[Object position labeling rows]
◆ ◆ ◆ ◆ ◆ ◆ ◆

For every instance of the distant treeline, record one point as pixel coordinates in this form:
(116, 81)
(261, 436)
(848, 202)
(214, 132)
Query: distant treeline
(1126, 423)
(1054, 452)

◆ ◆ ◆ ◆ ◆ ◆ ◆

→ **SET TASK**
Output the rows above line for line, with no changes.

→ **SOLUTION**
For every instance of the distant treeline, record one point as pixel coordinates in this form:
(116, 81)
(261, 436)
(848, 202)
(214, 132)
Query: distant treeline
(1126, 423)
(1054, 452)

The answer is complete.